- Exercise instructions:
Copy each of the records below word for word, and leave the picture out of your copy.

- Supplied material:
****************************************
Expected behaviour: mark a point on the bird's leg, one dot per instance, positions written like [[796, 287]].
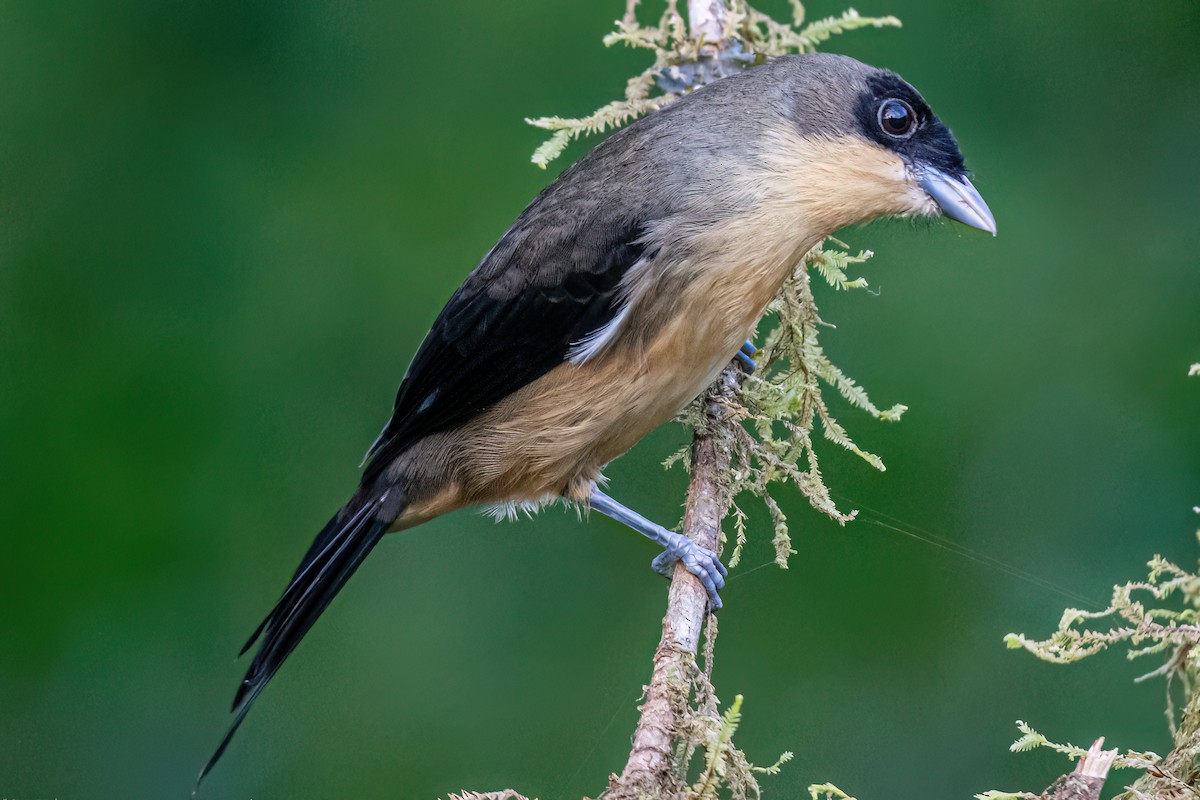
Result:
[[744, 354], [699, 560]]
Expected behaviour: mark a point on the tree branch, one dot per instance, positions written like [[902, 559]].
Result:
[[652, 768]]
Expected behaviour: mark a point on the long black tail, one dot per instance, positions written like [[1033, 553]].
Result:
[[333, 558]]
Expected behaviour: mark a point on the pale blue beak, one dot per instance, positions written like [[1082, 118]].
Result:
[[958, 199]]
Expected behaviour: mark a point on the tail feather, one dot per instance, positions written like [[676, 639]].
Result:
[[333, 558]]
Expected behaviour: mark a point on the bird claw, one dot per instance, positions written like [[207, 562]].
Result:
[[699, 560], [744, 354]]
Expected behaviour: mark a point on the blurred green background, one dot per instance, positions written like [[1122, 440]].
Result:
[[225, 228]]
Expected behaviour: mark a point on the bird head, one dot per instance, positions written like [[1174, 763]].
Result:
[[862, 143]]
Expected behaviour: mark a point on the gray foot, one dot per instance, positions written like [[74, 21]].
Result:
[[699, 560], [744, 354]]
****************************************
- Written response:
Expected behaviour: mark a point on the bird's leg, one dot per instance, positions written like [[796, 287]].
Result:
[[744, 354], [699, 560]]
Expected behaviour: mark a point on the tree branch, one dot per instance, positions written like [[902, 559]].
Result:
[[652, 768]]
Expected behaviour: mark a point on the long black tail, one dot per instance, positions written like [[1033, 553]].
Result:
[[333, 558]]
Expected behaviour: mark a point on the pale blue beak, one dot per instance, positions written like [[1082, 118]].
Result:
[[958, 199]]
Expected behaviour: mark a point on the tail feather, one dot per instance, positions written like [[676, 639]].
Result:
[[333, 558]]
Expected behaviour: mark a point on the bird claw, one dot per instance, positions written like [[207, 562]].
Result:
[[699, 560], [744, 354]]
Expected behaviour: mark a point on the blurred green background, one dot per instance, positions written like [[1122, 440]].
Result:
[[225, 228]]
Expected behaviour: mark a point on the bird head, one dot per instance, positions written like [[1174, 763]].
Result:
[[862, 143]]
Expected behaviour: mark a point on the gray foot, one dot per instance, positions written like [[74, 21]].
Result:
[[699, 560], [744, 354]]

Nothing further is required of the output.